__Exercise objective__: Extract the line that contains "TARGET: brown leather suspender" and every line after it to the end of the records below, exactly as written and nothing else.

__Data shown__:

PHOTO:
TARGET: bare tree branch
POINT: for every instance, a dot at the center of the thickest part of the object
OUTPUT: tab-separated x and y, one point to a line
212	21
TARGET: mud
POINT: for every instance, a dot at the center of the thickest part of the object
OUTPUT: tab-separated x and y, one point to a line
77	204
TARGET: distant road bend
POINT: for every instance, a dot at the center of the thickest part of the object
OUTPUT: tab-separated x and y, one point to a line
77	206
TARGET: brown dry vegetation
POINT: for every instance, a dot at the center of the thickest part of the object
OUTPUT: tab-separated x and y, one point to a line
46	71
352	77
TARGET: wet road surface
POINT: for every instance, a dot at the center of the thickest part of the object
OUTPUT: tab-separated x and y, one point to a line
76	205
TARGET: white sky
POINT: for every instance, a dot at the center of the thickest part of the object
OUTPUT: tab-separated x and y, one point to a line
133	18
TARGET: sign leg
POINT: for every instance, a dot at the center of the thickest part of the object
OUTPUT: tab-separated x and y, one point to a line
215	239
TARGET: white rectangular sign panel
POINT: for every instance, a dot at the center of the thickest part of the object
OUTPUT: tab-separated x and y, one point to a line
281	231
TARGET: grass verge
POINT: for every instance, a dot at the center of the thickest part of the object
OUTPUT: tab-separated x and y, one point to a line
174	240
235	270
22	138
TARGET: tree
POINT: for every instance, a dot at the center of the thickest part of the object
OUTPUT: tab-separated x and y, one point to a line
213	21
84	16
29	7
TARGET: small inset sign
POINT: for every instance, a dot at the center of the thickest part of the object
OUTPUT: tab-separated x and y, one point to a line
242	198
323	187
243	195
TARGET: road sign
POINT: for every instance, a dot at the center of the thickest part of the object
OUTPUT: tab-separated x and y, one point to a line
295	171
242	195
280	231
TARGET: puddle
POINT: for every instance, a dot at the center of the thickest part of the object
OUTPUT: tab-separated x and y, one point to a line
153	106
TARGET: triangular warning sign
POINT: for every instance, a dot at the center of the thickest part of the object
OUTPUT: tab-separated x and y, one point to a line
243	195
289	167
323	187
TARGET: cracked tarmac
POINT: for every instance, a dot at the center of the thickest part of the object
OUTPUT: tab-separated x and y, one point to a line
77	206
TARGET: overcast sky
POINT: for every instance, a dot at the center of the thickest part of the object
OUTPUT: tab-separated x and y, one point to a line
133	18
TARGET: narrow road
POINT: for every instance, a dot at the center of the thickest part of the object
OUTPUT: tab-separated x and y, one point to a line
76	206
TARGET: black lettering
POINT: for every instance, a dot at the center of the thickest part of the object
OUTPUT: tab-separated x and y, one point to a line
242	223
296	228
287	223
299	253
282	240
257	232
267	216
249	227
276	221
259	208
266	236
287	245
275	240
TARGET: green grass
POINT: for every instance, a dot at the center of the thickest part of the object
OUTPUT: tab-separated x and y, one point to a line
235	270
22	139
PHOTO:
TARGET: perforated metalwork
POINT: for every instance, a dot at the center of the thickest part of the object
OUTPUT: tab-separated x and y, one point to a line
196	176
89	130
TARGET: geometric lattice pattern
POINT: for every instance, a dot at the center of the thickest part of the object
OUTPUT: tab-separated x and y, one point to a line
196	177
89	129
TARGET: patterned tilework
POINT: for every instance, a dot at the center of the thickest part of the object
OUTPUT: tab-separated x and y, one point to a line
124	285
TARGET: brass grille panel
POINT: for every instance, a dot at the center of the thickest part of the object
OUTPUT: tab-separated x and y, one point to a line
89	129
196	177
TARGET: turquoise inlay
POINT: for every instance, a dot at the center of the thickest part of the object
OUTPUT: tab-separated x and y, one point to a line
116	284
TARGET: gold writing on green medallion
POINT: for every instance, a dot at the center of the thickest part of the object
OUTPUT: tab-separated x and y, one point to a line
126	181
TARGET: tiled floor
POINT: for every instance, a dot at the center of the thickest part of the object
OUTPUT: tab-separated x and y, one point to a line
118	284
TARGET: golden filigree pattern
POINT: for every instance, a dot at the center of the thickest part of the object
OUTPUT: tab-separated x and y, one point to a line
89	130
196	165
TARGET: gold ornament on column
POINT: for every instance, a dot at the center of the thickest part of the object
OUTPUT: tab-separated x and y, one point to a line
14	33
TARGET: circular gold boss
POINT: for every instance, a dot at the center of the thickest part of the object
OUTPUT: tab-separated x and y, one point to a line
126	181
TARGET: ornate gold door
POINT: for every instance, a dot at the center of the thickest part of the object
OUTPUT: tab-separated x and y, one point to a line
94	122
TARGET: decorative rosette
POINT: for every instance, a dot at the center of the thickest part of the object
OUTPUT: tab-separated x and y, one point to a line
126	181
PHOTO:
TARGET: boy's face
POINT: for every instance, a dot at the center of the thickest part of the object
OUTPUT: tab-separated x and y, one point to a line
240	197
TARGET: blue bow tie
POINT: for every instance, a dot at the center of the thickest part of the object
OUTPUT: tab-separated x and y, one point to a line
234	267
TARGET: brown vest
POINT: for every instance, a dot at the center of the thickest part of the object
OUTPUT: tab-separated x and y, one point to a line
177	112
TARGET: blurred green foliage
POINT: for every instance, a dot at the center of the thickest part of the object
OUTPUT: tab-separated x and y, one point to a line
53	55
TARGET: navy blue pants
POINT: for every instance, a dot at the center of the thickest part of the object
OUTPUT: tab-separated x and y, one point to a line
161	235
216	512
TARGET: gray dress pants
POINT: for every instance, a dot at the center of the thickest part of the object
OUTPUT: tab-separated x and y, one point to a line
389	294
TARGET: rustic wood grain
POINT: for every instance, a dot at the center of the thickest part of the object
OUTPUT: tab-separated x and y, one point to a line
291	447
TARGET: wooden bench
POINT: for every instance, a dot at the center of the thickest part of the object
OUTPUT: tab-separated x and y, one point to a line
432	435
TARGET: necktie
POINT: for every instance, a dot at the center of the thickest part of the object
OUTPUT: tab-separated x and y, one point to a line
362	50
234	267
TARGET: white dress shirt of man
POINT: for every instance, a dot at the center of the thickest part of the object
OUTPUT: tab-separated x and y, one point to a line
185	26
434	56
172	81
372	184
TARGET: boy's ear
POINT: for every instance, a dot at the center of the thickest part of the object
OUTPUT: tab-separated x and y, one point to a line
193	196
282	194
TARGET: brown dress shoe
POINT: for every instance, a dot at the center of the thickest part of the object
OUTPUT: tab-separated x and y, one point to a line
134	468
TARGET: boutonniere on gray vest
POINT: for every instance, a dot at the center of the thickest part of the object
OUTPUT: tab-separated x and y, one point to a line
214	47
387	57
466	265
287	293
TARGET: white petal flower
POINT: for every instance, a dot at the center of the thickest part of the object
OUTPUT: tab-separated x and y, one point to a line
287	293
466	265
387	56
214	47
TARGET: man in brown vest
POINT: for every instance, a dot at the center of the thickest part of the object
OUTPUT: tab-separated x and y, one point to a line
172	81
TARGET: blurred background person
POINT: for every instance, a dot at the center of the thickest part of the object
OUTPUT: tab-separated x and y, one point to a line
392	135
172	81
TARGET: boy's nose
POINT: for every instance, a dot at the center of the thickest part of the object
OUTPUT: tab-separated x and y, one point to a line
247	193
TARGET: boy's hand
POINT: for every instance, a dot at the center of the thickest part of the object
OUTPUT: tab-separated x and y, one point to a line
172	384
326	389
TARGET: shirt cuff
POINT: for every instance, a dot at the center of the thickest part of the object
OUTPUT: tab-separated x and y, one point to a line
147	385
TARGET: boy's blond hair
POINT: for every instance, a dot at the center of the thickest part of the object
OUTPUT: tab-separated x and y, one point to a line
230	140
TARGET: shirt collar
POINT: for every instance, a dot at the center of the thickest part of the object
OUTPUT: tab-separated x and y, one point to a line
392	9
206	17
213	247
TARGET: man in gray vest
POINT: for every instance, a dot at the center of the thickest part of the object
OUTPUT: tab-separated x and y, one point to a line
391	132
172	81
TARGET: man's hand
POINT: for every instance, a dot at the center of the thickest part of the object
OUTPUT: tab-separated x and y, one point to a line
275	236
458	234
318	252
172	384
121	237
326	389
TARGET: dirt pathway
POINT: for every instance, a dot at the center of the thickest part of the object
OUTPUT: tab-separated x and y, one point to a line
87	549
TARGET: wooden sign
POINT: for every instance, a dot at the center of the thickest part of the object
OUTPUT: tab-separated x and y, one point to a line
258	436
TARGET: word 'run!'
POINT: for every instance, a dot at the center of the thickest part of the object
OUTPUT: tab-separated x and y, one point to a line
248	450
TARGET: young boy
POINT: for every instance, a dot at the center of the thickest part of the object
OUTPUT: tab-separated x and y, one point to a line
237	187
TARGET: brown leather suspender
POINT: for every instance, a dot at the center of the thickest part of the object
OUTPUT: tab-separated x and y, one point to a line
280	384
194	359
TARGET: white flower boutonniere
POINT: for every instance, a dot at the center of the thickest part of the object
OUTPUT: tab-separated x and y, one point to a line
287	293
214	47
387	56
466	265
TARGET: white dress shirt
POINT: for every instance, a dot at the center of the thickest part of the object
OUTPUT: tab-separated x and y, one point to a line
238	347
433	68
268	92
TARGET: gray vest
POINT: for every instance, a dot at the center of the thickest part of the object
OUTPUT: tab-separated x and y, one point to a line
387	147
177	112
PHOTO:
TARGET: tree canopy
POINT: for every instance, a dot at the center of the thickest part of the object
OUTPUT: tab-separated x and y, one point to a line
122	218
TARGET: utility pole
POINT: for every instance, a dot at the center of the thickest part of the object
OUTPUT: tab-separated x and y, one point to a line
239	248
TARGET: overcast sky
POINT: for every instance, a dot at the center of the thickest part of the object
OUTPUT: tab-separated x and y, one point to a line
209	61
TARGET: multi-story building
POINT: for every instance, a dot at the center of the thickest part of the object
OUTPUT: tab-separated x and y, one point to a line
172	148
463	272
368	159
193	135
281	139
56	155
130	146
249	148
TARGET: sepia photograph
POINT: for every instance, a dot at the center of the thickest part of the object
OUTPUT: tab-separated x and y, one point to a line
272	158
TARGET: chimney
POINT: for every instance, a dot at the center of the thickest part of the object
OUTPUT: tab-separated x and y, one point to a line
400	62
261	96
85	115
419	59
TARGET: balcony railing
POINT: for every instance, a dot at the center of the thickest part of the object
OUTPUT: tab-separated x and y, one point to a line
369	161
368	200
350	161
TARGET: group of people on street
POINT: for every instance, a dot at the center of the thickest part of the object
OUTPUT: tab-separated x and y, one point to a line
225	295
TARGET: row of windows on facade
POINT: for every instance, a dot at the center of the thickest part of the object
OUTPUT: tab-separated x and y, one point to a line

__Result of this exercise__:
TARGET: brown leather suspender
POINT: for every instance, a dot at the center of the thickest part of the object
OUTPUT: tab-separated x and y, one point to a line
280	384
194	359
TARGET: white flower boutonniere
POINT: for every instance, a dot at the center of the thickest part of the object
OUTPUT: tab-separated x and y, one point to a line
287	293
214	47
387	56
466	265
TARGET: white dress shirt
POINT: for every instance, a dot at the center of the thickest part of the object
OUTPUT: tab-separated x and y, one point to a line
238	347
433	68
268	92
TARGET: gray vest
POINT: for every instance, a dot at the center of the thickest part of the object
OUTPUT: tab-separated x and y, one point to a line
387	147
177	112
PHOTO:
TARGET: tree canopy
POINT: for every instance, a dot at the center of the thickest part of the object
OUTPUT: tab-separated x and y, one point to a line
122	218
TARGET: utility pole
POINT: for every instance, a dot at the center of the thickest part of the object
OUTPUT: tab-separated x and y, one point to a line
239	248
TARGET: overcast sky
POINT: for every instance, a dot at the center of the thickest part of the object
OUTPUT: tab-separated x and y, one point to a line
209	61
TARGET: multi-story building
POINT: for every instance, a dot at the center of the thickest part of the object
OUTPUT: tab-separated x and y, one point to a line
172	148
463	272
368	159
193	135
281	139
56	155
130	146
249	148
TARGET: sepia photograph
POINT: for every instance, a dot at the center of the thickest part of the object
OUTPUT: tab-separated x and y, one point to a line
272	158
TARGET: chimney
POINT: for every instance, a dot at the center of the thickest part of the object
OUTPUT: tab-separated x and y, one point to a line
400	62
261	96
85	115
419	59
TARGET: balcony railing
POINT: for every instance, a dot at the center of the thickest part of the object
OUTPUT: tab-separated x and y, one point to a line
369	161
368	200
350	161
TARGET: group of people on street
POINT: for every instance, a dot at the center of the thickest part of the object
OUTPUT: tab-separated x and y, one point to a line
225	295
TARGET: row of windows on facade
POINT: for every instance, a dot at the center of the thickest part of the object
OUTPUT: tab-separated x and y, one point to a line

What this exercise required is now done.